- [Exercise prompt] Could you give back every record below exactly, leaving out the pictures?

Stored data entries:
========================================
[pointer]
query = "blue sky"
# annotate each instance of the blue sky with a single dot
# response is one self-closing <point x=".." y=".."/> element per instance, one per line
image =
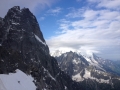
<point x="78" y="25"/>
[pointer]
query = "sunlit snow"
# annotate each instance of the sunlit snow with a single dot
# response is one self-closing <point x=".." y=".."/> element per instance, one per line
<point x="16" y="81"/>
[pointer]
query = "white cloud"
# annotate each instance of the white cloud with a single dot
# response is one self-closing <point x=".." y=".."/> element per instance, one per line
<point x="34" y="6"/>
<point x="110" y="4"/>
<point x="95" y="31"/>
<point x="54" y="11"/>
<point x="42" y="18"/>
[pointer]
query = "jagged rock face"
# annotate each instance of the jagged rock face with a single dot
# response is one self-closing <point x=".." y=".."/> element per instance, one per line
<point x="91" y="72"/>
<point x="23" y="47"/>
<point x="72" y="63"/>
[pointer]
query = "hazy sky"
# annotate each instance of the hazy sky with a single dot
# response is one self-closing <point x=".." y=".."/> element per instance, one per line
<point x="82" y="25"/>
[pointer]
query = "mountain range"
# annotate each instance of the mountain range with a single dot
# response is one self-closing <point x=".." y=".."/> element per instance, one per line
<point x="89" y="69"/>
<point x="26" y="63"/>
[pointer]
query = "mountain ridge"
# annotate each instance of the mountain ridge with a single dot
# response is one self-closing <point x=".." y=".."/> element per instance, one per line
<point x="81" y="68"/>
<point x="22" y="46"/>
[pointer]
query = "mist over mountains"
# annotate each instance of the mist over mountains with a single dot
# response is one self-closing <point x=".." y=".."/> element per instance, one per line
<point x="26" y="63"/>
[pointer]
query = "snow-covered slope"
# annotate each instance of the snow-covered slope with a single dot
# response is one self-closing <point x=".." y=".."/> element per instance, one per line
<point x="82" y="67"/>
<point x="16" y="81"/>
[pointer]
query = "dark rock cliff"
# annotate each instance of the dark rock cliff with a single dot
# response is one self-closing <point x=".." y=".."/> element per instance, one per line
<point x="23" y="47"/>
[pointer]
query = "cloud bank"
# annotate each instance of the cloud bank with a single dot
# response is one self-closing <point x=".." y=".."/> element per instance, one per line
<point x="90" y="29"/>
<point x="34" y="6"/>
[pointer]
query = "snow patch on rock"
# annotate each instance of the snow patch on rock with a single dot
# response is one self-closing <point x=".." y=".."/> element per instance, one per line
<point x="16" y="81"/>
========================================
- [Answer to this problem]
[pointer]
query = "blue sky"
# annotate each instance of the blue sky with a single dot
# response is one self-closing <point x=".." y=".."/> element per instance, one per line
image =
<point x="78" y="25"/>
[pointer]
query = "sunlit snow"
# annotate each instance of the sunlit snow with a single dot
# response is one self-closing <point x=".." y=".."/> element per instance, one per line
<point x="16" y="81"/>
[pointer]
query = "white cloud"
# annotate each instance of the white cloud with a single dot
# response is one self-closing <point x=".." y=".."/> element per instance, one per line
<point x="34" y="6"/>
<point x="110" y="4"/>
<point x="95" y="31"/>
<point x="54" y="11"/>
<point x="42" y="18"/>
[pointer]
query = "jagged rock face"
# annotate each instance of the jagged rock face with a single dot
# response is one self-closing <point x=".." y=".."/> element per instance, one per line
<point x="91" y="72"/>
<point x="23" y="47"/>
<point x="72" y="63"/>
[pointer]
query = "hazy sky"
# annotate each instance of the hazy sky with a single dot
# response is one self-closing <point x=".." y=".."/> element per instance, one per line
<point x="82" y="25"/>
[pointer]
query = "mountain range"
# annotate each instance of the mountain range with a single dot
# response is one self-closing <point x=".." y=".."/> element per instance, one per line
<point x="89" y="69"/>
<point x="26" y="63"/>
[pointer]
query = "mountain ridge"
# annotate each instance of the mountain ridge with a single dot
# response is one self-closing <point x=".." y=".."/> element per instance, one per line
<point x="81" y="68"/>
<point x="22" y="46"/>
[pointer]
query = "mist over mountains"
# annotate each instance of the mist over mountains with a single dot
# response is one self-closing <point x=".." y=".."/> element per instance, one per line
<point x="26" y="63"/>
[pointer]
query = "snow-covered slope"
# annotate each instance of the snow-covered slope with a single dot
# response is one self-closing <point x=".." y=".."/> element per instance, one per line
<point x="82" y="67"/>
<point x="16" y="81"/>
[pointer]
query = "dark rock cliff"
# annotate each instance of the dark rock cliff with a single dot
# response is one self-closing <point x=".." y=".."/> element per instance, one per line
<point x="23" y="47"/>
[pointer]
query = "cloud bank"
# annotate each instance of the cloud bank with a single dot
# response is one self-closing <point x=".." y=".."/> element per instance, one per line
<point x="90" y="29"/>
<point x="34" y="6"/>
[pointer]
query = "snow patch on rock"
# annotate each instance of the snow patch on rock with a single dot
# response is one self-closing <point x=".." y=".."/> element per instance, one per line
<point x="16" y="81"/>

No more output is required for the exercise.